Problem to solve >> Copy the records below, putting "result" in place of each "stdout" and changing nothing else.
<<<<
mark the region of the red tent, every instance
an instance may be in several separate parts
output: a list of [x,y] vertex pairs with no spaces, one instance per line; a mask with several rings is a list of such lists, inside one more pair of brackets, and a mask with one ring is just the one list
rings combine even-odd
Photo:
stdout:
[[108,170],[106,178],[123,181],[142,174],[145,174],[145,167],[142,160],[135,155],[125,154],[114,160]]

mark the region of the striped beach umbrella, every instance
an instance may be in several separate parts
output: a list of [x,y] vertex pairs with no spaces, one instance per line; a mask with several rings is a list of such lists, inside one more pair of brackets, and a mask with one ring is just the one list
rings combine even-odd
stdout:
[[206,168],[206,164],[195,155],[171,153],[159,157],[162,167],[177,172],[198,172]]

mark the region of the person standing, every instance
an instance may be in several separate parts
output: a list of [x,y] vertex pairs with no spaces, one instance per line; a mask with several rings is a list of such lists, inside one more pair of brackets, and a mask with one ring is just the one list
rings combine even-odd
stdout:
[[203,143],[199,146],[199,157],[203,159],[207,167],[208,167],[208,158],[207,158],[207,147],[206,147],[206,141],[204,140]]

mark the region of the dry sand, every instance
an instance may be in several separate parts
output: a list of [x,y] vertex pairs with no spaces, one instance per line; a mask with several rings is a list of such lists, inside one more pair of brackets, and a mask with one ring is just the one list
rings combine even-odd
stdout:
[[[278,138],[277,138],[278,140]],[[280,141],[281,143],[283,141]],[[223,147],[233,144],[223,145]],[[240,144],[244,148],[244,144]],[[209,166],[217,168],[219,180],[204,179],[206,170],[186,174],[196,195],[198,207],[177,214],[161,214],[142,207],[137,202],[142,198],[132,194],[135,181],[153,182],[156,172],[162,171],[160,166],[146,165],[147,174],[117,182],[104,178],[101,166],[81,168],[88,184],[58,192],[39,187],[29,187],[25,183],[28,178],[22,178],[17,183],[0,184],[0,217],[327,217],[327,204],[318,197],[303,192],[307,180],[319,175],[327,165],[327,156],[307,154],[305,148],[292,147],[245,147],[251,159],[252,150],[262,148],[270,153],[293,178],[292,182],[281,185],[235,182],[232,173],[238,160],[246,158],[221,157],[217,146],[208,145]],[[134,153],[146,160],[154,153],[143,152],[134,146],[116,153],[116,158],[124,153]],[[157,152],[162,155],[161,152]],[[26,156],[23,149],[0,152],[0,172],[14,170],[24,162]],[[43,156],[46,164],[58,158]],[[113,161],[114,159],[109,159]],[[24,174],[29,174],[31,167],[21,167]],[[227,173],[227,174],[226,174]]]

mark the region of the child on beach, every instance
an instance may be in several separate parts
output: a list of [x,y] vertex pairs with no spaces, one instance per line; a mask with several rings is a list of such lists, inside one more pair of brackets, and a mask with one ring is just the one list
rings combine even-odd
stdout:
>>>>
Exercise answer >>
mark the region of the red tent, every instance
an instance may be in several separate parts
output: a list of [x,y] vertex pairs with no spaces, one instance per line; a mask with several rings is a list of such lists, inside one more pair of brackets, and a mask with one ring is just the one list
rings combine even-odd
Photo:
result:
[[108,170],[106,178],[123,181],[142,174],[145,174],[145,167],[142,160],[135,155],[125,154],[114,160]]

mark the region of the striped beach umbrella, every instance
an instance may be in several separate parts
output: a list of [x,y] vertex pairs with no spaces, one instance per line; a mask with several rings is a list of such lists, inside one more pair of brackets, and a mask with one ring is just the one list
rings combine even-odd
result:
[[206,168],[206,164],[195,155],[171,153],[159,157],[162,167],[177,172],[198,172]]

mark the region of the person standing, every instance
an instance may be in several separate parts
output: a list of [x,y] vertex pairs with no spaces, one instance per line; a mask with several rings is a list of such lists, inside one more pair of brackets, and a mask with one ring is just the one list
rings combine even-odd
result:
[[203,143],[199,146],[199,157],[203,159],[207,167],[208,167],[208,158],[207,158],[207,147],[206,147],[206,141],[204,140]]

mark the region of the dry sand, every instance
an instance may be in several separate parts
output: a list of [x,y] vertex pairs with no spaces, one instance per line; a mask with several rings is a list of such lists, inside one more pair of brackets, and a mask with one ring is just the one list
rings combine even-odd
result:
[[[278,138],[277,138],[278,140]],[[280,141],[281,143],[283,141]],[[223,147],[233,144],[223,145]],[[240,144],[244,148],[244,144]],[[209,166],[217,168],[219,180],[204,179],[206,170],[186,174],[196,195],[198,207],[177,214],[161,214],[142,207],[137,202],[142,198],[132,194],[135,181],[153,182],[156,172],[162,171],[160,166],[146,165],[147,174],[117,182],[104,178],[101,166],[81,168],[88,184],[58,192],[39,187],[29,187],[25,183],[28,178],[22,178],[17,183],[0,184],[0,217],[327,217],[327,204],[318,197],[303,192],[307,180],[319,175],[327,165],[327,156],[307,154],[305,148],[292,147],[245,147],[251,159],[252,150],[262,148],[270,153],[293,178],[292,182],[281,185],[235,182],[232,173],[238,160],[246,158],[221,157],[217,146],[208,145]],[[134,153],[146,160],[154,153],[143,152],[134,146],[116,153],[116,158],[124,153]],[[157,152],[162,155],[161,152]],[[26,156],[23,149],[0,152],[0,172],[14,170],[24,162]],[[43,156],[46,164],[58,158]],[[113,161],[114,159],[109,159]],[[24,174],[29,174],[31,167],[21,167]],[[227,173],[227,174],[226,174]]]

mark the region of the child on beach, every instance
an instance may be in several separate parts
output: a list of [x,y] vertex pairs with no spaces, one instance per line; a mask with several rings is a list of such lists, inside one more pair of brackets, and a mask with one ring is just the one list
rings combine even-odd
result:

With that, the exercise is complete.